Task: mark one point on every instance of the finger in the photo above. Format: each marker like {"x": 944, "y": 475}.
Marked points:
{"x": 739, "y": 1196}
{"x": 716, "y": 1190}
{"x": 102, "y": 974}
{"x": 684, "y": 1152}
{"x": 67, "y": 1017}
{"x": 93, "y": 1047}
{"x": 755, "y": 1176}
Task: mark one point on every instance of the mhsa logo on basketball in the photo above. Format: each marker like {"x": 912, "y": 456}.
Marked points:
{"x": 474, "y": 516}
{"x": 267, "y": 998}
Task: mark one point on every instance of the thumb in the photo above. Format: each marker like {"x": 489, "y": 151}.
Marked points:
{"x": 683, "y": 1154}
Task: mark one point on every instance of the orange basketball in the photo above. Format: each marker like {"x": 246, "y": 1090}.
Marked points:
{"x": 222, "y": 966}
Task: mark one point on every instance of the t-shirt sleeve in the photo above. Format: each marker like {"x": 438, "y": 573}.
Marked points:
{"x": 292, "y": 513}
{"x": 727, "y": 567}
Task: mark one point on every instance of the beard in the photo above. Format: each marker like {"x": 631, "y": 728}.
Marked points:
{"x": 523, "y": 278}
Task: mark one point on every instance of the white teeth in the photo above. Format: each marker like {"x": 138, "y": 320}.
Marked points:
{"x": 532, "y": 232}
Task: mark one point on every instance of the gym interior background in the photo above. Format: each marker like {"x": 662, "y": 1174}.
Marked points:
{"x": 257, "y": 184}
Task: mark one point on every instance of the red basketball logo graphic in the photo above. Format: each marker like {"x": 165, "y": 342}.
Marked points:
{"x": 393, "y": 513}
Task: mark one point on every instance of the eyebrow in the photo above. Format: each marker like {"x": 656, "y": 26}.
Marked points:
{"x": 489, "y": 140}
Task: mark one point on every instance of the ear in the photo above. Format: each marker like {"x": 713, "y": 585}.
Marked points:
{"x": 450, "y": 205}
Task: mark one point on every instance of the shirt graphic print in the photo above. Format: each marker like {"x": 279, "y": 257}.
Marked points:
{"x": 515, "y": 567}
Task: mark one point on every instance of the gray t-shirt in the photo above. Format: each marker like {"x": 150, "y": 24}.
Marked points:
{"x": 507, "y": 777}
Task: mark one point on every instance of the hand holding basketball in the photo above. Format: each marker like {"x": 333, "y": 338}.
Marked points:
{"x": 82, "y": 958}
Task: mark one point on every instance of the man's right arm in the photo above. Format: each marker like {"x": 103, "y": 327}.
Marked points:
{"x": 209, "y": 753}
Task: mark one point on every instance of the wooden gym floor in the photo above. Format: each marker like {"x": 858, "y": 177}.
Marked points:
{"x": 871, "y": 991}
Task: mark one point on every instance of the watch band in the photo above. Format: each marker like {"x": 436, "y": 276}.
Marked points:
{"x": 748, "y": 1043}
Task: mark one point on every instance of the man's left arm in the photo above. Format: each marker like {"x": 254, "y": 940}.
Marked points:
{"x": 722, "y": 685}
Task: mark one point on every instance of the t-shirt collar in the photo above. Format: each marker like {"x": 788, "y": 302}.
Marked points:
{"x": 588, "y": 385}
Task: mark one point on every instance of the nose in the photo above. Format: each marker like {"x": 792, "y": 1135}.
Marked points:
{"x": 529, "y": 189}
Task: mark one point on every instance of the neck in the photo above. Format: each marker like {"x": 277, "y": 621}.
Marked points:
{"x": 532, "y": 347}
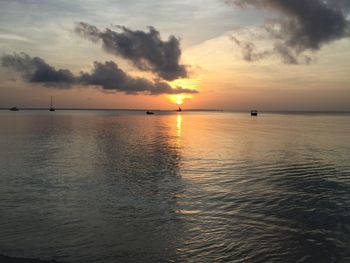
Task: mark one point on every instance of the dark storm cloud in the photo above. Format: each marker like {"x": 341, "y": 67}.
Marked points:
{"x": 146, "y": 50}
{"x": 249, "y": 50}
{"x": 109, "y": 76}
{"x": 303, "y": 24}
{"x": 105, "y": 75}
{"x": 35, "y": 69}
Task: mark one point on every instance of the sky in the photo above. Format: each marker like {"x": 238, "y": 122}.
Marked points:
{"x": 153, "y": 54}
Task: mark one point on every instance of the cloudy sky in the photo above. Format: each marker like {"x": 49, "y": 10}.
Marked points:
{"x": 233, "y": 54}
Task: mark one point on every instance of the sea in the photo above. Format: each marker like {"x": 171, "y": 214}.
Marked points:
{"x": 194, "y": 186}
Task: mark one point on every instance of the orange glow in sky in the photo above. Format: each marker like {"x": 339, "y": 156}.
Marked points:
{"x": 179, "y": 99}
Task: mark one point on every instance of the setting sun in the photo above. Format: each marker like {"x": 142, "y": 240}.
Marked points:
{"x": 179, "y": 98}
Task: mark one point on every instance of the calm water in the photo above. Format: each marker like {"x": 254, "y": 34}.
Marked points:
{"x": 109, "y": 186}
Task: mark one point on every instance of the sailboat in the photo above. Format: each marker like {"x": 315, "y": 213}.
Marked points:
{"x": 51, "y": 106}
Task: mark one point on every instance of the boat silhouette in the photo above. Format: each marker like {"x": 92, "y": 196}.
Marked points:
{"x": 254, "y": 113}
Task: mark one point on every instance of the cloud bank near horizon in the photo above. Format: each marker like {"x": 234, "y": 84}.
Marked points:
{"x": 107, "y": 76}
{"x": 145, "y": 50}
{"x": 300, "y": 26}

-- What is asked --
Rewrite every entry above as a numbered list with no blank lines, and leave the pictures out.

-- Exercise answer --
1. Task: mark one point on every instance of the finger in the photo above. Format: each marker like {"x": 944, "y": 475}.
2. Marked points:
3. {"x": 739, "y": 1196}
4. {"x": 716, "y": 1190}
5. {"x": 102, "y": 974}
6. {"x": 684, "y": 1152}
7. {"x": 67, "y": 1017}
8. {"x": 93, "y": 1047}
9. {"x": 755, "y": 1176}
10. Task: mark one point on every instance of the mhsa logo on basketball in the photo above. Format: each marker like {"x": 912, "y": 456}.
11. Marked points:
12. {"x": 474, "y": 516}
13. {"x": 267, "y": 998}
14. Task: mark one point on every instance of the thumb in the photo above. Format: each marker like {"x": 489, "y": 151}.
15. Marked points:
16. {"x": 683, "y": 1154}
17. Task: mark one point on every instance of the orange basketball in the photo above. Format: each marker like {"x": 246, "y": 1090}.
18. Marked points:
19. {"x": 222, "y": 966}
20. Task: mark one point on every instance of the t-shirt sleeve in the photo above. Format: each marker like {"x": 438, "y": 573}.
21. Marked points:
22. {"x": 292, "y": 513}
23. {"x": 727, "y": 567}
24. Task: mark one point on every instance of the beard in the photo above. Format: each marker like {"x": 631, "y": 728}.
25. Marked points:
26. {"x": 523, "y": 278}
27. Task: mark one point on every instance of the white teeth in the photo above. Format: each marker like {"x": 138, "y": 320}.
28. Marked points:
29. {"x": 532, "y": 232}
30. Task: mark one point on every instance of the gym interior background in the photo above. Format: each marker like {"x": 662, "y": 1174}.
31. Marked points:
32. {"x": 257, "y": 184}
33. Task: mark one point on every instance of the red basketball logo graphic in the photo above. Format: each marker like {"x": 165, "y": 342}.
34. Marked points:
35. {"x": 393, "y": 513}
36. Task: mark one point on every instance of the eyebrow in the photo above. Format: each marker like {"x": 656, "y": 26}.
37. Marked points:
38. {"x": 489, "y": 140}
39. Task: mark one point on every instance of the ear in the photo above. Format: each marker like {"x": 713, "y": 585}.
40. Marked points:
41. {"x": 450, "y": 205}
42. Task: mark one point on every instance of the shirt graphic print in the photo above. Format: each marker like {"x": 279, "y": 257}.
43. Marked points:
44. {"x": 515, "y": 567}
45. Task: mark one point on every instance of the gray t-shirt in the photo above. Format: each marker like {"x": 150, "y": 24}.
46. Marked points:
47. {"x": 507, "y": 777}
48. Task: mark one point on every instance of the hand holding basketball in the photo above. Format: each marker like {"x": 333, "y": 338}.
49. Marked points:
50. {"x": 82, "y": 958}
51. Task: mark one point on every instance of the man's right arm in the photo above. Format: each marker like {"x": 103, "y": 327}.
52. Marked points:
53. {"x": 209, "y": 753}
54. Task: mark one point on every instance of the wooden gym floor in the photo above. Format: each marker like {"x": 858, "y": 177}.
55. Marked points:
56. {"x": 871, "y": 991}
57. Task: mark one point on every instance of the watch band in the photo above. Format: each marker like {"x": 436, "y": 276}.
58. Marked points:
59. {"x": 748, "y": 1043}
60. Task: mark one point on every instance of the man's left arm in the photo above. Format: each marker like {"x": 254, "y": 940}.
61. Marked points:
62. {"x": 722, "y": 685}
63. Task: mark one point on every instance of the t-shirt collar in the photo above. Format: each marker like {"x": 788, "y": 302}.
64. Marked points:
65. {"x": 588, "y": 385}
66. Task: mark one point on every instance of the nose in the photo above. Format: each marker like {"x": 792, "y": 1135}.
67. Marked points:
68. {"x": 529, "y": 189}
69. Task: mark one point on every instance of the neck in the photo above. Format: each marker like {"x": 277, "y": 621}.
70. Marked points:
71. {"x": 532, "y": 347}
72. Task: mark one point on every instance of the dark storm cloud in the photo above. Format: each marker like {"x": 341, "y": 67}.
73. Marked points:
74. {"x": 146, "y": 50}
75. {"x": 249, "y": 50}
76. {"x": 109, "y": 76}
77. {"x": 303, "y": 24}
78. {"x": 105, "y": 75}
79. {"x": 35, "y": 69}
80. Task: mark one point on every instance of the sky in the photo above. Format: each marker like {"x": 238, "y": 122}.
81. Marked points:
82. {"x": 153, "y": 54}
83. Task: mark one point on every instance of the cloudy sky in the photo above. Format: each marker like {"x": 49, "y": 10}.
84. Marked points:
85. {"x": 233, "y": 54}
86. Task: mark one point on every instance of the sea in the photo above. Format: each marker like {"x": 171, "y": 214}.
87. Marked points:
88. {"x": 194, "y": 186}
89. Task: mark one point on every instance of the orange glow in sky in the photo above. Format: each marker like {"x": 339, "y": 156}.
90. Marked points:
91. {"x": 179, "y": 99}
92. Task: mark one point on every instance of the setting sun in the photo above. Format: each marker like {"x": 142, "y": 240}.
93. Marked points:
94. {"x": 179, "y": 98}
95. Task: mark one point on every instance of the calm water in the photo above. Format: each marker like {"x": 254, "y": 34}.
96. Marked points:
97. {"x": 109, "y": 186}
98. Task: mark one point on every instance of the sailboat in the photo above. Format: each marker like {"x": 315, "y": 213}.
99. Marked points:
100. {"x": 51, "y": 106}
101. Task: mark one point on every instance of the boat silhouette in the photo above. Format: each marker like {"x": 92, "y": 196}.
102. Marked points:
103. {"x": 254, "y": 113}
104. Task: mark one point on every instance of the cloud bank near horizon in the photo above. Format: each marker like {"x": 234, "y": 84}.
105. Marked points:
106. {"x": 107, "y": 76}
107. {"x": 145, "y": 50}
108. {"x": 300, "y": 26}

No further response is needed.